PROBLEM A: Copy the forum post about Margaret Hamilton from "Originally Posted by" to "team was woman-dominated." without changing anything.
PROBLEM B: In two sentences, summarize the forum post about Margaret Hamilton.
PROBLEM C:
Answer these questions from the forum post about Margaret Hamilton:
(i) What is the title of Gene Kranz's book?
(ii) How many pictures are in the middle of that book?
(iii) Whom does Don Eyles credit with writing the software?

EXCERPT PROVIDED:
Originally Posted by Dude
It wasn't just that a woman was the lead software engineer (a term Margaret Hamilton coined, btw, in an effort to gain some well-deserved respect from the hardware folks), but the programming team was woman-dominated.
I have read a couple of books about Apollo but had never heard about her, (or for that matter the role of any women in the Apollo program) so I decided to look her up. From her Wikipedia page, I learned that Margaret Hamilton was director of software for Apollo & Skylab and that her software compensated for hardware alarms that were coming up during the final landing phase of Apollo 11.

The strange thing is that I can barely find her anywhere else. And what I did find was odd.

I have Gene Kranz's book "Failure is not an Option" at home. Looking through the 20 pictures in the middle of the book, there is not a single woman in any of them, except for Gene's wife in one photo. Hamilton is not listed in the index, nor did I find her mentioned during Gene's description of the alarms that happened during Apollo 11's landing.

In addition, when I searched for a description of the landing sequence, I found an article by Don Eyles (http://www.doneyles.com/LM/Tales.html) about the Lunar Module Guidance Computer, which doesn't mention Margaret Hamilton at all, or even the word "women". Don has a picture showing some of the people involved in writing this software--and not a single woman in sight.

Don instead gives credit to a person named Hal Laning for writing the software. Hal Laning has a wikipedia page, which describes some of the same work that Margaret's page does, but neither mentions the other person.

Has Margaret's role in history, and that of other women in STEM, been diminished, or is there something else going on?

DATASET EXTRACT:
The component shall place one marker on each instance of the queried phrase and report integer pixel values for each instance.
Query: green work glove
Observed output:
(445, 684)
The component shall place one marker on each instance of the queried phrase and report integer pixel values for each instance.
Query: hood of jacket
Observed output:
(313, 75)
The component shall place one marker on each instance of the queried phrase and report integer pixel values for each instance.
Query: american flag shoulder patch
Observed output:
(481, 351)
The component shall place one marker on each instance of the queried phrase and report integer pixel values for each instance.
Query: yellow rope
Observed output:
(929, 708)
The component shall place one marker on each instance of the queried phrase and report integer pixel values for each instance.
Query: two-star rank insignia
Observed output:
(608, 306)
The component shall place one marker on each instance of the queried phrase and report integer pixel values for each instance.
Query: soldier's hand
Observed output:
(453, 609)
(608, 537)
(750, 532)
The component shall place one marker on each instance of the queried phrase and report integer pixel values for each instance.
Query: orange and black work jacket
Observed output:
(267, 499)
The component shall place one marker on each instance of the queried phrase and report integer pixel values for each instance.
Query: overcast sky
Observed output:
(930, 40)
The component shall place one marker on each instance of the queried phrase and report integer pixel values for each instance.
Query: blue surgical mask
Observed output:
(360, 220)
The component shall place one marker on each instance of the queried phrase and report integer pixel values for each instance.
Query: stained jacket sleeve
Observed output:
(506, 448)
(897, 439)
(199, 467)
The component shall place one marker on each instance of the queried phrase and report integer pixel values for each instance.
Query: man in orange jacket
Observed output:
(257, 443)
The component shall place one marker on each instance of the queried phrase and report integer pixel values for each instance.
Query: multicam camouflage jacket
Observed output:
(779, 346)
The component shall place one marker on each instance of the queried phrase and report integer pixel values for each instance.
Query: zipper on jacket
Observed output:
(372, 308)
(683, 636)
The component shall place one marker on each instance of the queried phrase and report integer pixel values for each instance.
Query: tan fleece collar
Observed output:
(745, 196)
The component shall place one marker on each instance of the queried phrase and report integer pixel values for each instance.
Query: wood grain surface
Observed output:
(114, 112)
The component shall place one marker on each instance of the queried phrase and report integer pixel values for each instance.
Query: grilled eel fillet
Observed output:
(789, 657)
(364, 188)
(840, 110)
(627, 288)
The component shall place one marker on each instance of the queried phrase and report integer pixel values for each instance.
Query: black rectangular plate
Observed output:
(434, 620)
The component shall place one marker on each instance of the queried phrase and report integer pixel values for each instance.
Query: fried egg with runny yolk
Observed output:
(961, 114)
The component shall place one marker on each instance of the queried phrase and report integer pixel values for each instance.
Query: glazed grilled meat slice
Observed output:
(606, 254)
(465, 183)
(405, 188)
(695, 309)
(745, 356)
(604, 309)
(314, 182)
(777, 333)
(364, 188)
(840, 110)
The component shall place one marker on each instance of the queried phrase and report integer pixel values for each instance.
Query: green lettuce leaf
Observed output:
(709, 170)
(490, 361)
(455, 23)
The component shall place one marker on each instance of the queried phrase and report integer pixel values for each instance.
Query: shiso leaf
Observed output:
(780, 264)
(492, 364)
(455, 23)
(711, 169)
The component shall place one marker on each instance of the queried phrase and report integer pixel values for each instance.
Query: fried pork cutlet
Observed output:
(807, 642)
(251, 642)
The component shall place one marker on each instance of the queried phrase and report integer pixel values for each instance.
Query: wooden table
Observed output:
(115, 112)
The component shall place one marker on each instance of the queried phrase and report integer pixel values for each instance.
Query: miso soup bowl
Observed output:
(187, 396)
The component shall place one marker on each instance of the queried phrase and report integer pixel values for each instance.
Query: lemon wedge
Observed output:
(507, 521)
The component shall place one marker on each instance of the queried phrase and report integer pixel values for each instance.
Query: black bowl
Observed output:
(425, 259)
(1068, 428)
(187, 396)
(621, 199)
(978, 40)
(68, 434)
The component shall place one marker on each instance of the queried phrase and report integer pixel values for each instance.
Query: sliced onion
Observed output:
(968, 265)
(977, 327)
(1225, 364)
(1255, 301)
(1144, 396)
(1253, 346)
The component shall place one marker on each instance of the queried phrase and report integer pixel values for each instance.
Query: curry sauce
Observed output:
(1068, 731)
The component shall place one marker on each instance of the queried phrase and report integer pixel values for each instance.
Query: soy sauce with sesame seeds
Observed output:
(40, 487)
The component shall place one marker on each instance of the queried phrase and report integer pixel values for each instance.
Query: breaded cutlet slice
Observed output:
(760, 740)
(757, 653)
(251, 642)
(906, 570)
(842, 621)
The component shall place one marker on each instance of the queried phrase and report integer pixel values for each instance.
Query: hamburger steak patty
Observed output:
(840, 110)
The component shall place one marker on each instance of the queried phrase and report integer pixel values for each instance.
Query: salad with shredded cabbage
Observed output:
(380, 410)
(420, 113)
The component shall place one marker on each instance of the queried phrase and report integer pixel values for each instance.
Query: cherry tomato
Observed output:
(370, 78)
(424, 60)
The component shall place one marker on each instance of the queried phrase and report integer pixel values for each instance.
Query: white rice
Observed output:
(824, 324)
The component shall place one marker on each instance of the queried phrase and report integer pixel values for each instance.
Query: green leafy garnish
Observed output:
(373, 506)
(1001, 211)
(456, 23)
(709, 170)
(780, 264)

EXPECTED ANSWER A:
Originally Posted by Dude
It wasn't just that a woman was the lead software engineer (a term Margaret Hamilton coined, btw, in an effort to gain some well-deserved respect from the hardware folks), but the programming team was woman-dominated.

EXPECTED ANSWER B: After reading books about Apollo without hearing of Margaret Hamilton, the poster learned from her Wikipedia page that she was director of software for Apollo and Skylab and that her software compensated for hardware alarms during Apollo 11's final landing phase. The poster found no mention of her in Gene Kranz's book or in a Don Eyles article that credits Hal Laning with the software, and asks whether her role and that of other women in STEM has been diminished.

EXPECTED ANSWER C:
(i) "Failure is not an Option"
(ii) 20
(iii) Hal Laning